▶ **Yapılacak iş**:
Yaşlanma üzerine olan metinde yağlı besin tüketimi ile serbest radikallerin oluşumu hangi amaçla anılıyor? Metnin verdiği açıklamaya dayanarak bir iki cümleyle belirtin.

▶ **Kaynak metin**:
Sinir tanimayan kozmetik, estetik ve saglik sektoru daimi genclige kavusmak isteyenlere umut vermeye devam etsede eninde sonunda her insanin yaslanacagi gercegini ortadan kaldirmiyor; en azindan henuz!
Yaslanma aslinda dogdugumuz andan itibaren vucudumuzun programlanmis olan gorevlerinden birisidir. Hormonlarin karmasik sekilde gerceklesen etkilesimleri tarafindan duzenlenir. Beslenme aliskanligi (ozellikle yagli besin tuketimi), metabolizmanin genel isleyisi (serbest radikallerin olusumu) ve fazla kilolar da yaslanma etkisini hizlandiran etkenlerdir. Ayrica DNA yapisindaki belirli bolgeler de yaslanmadan direkt olarak sorumludur.

▶ **Alıntılanan veriler**:
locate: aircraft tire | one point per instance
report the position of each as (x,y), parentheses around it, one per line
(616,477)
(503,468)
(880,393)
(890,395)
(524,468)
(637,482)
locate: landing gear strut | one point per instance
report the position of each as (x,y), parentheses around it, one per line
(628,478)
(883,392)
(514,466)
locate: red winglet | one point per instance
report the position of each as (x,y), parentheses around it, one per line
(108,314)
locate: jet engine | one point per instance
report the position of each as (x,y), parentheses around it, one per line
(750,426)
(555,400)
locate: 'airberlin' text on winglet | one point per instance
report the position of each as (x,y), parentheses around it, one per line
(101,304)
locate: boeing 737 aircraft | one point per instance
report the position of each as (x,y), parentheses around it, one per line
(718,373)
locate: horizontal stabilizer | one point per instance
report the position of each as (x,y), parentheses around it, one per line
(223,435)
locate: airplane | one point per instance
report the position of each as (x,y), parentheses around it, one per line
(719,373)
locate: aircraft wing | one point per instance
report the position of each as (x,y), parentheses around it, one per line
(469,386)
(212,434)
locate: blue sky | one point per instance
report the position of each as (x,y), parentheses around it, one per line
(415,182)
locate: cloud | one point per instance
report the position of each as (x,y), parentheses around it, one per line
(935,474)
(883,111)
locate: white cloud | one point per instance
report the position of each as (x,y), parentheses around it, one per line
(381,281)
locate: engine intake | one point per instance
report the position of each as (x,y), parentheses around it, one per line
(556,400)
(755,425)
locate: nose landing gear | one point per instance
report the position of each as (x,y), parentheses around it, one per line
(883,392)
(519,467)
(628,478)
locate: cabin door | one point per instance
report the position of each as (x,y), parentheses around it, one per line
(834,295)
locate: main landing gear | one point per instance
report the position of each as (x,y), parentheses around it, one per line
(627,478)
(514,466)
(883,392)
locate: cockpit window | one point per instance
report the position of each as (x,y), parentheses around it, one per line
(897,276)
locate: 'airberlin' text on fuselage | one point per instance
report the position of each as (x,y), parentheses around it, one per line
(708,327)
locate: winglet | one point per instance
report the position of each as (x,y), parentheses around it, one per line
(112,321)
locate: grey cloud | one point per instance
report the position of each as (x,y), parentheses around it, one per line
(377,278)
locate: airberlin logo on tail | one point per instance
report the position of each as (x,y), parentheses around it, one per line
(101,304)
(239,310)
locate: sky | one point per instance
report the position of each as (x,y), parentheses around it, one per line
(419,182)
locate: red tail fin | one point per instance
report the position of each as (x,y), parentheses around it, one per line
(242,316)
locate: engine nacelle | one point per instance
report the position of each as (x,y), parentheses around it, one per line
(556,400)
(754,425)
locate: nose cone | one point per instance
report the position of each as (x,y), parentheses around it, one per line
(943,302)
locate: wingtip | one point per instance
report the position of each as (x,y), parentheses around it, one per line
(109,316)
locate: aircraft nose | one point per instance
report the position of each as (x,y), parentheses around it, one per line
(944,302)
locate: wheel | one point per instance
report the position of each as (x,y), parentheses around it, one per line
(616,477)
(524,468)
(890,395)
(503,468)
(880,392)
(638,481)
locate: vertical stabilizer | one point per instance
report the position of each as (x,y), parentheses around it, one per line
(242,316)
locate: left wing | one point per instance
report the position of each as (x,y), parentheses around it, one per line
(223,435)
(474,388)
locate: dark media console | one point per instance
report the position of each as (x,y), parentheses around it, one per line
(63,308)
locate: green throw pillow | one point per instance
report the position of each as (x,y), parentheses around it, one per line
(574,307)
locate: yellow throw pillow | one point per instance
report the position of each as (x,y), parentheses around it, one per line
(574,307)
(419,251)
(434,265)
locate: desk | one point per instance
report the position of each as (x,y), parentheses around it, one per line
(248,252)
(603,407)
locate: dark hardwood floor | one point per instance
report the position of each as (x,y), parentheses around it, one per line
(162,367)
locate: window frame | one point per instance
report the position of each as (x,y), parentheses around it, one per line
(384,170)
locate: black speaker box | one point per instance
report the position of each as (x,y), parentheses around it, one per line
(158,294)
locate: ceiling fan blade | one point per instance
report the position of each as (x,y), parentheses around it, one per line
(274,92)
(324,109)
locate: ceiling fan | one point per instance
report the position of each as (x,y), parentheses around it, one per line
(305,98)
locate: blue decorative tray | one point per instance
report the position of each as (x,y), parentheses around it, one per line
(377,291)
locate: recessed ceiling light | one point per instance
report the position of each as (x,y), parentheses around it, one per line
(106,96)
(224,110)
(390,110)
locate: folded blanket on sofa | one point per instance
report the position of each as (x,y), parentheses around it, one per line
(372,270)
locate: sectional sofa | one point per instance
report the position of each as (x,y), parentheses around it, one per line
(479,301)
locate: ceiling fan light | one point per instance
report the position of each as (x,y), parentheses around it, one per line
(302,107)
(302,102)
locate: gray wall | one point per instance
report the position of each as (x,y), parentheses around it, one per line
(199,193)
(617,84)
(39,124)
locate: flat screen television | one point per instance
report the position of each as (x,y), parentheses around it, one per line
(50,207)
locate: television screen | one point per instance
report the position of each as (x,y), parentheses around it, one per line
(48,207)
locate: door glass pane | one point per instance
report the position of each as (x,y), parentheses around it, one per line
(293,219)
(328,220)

▶ **Örnek çözüm**:
Yağlı besin tüketimi beslenme alışkanlığına, serbest radikallerin oluşumu da metabolizmanın genel işleyişine örnek olarak anılıyor. Metne göre bunlar, fazla kilolarla birlikte yaşlanma etkisini hızlandıran etkenlerdir.